Pull out every line in the items below that contains the word "distant", matching its capitalization exactly.

········

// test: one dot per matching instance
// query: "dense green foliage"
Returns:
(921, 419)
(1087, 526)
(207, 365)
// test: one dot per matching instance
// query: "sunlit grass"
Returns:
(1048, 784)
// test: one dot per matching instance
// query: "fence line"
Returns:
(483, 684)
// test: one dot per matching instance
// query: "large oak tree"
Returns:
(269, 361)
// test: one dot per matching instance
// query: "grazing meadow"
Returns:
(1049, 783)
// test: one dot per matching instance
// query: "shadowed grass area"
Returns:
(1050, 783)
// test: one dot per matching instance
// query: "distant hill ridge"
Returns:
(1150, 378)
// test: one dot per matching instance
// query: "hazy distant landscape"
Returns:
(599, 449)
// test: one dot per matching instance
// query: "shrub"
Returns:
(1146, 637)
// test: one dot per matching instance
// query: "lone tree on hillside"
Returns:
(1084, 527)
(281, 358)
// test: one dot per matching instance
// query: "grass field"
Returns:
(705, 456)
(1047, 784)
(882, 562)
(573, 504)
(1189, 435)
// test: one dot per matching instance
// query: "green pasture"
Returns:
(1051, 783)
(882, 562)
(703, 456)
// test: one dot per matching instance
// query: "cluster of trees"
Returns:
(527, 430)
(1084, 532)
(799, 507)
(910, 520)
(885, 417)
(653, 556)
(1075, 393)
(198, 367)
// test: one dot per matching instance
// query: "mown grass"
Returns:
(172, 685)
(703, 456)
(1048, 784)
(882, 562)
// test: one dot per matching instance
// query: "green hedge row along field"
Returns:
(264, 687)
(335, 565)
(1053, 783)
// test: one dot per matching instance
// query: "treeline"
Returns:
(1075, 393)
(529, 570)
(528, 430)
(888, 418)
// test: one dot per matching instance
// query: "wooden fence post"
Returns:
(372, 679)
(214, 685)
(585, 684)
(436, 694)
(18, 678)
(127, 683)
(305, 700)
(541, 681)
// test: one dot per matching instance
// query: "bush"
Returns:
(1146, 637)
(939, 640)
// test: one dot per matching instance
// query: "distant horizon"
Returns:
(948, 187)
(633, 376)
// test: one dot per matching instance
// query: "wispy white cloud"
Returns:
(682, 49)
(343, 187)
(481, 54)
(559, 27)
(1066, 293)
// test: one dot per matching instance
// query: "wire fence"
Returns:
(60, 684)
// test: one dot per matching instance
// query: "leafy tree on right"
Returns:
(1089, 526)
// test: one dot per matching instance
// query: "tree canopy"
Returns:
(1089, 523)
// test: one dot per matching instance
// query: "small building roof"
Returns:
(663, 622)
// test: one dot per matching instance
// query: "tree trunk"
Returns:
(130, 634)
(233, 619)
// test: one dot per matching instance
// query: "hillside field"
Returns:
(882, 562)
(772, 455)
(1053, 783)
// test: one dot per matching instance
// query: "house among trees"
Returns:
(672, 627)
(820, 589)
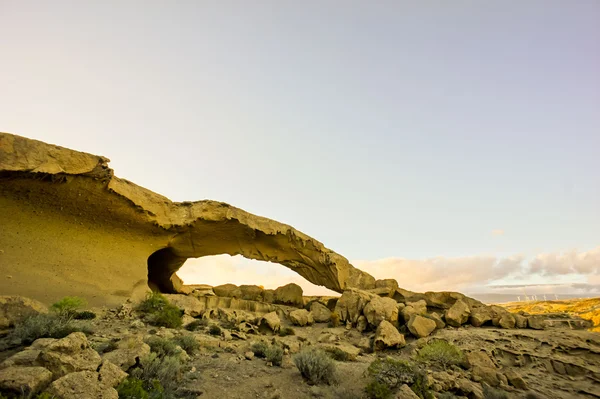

········

▸ WRITTEN RESPONSE:
// query: "distant hill ridge"
// query: "hazy distant landscape"
// query: "distant horizon"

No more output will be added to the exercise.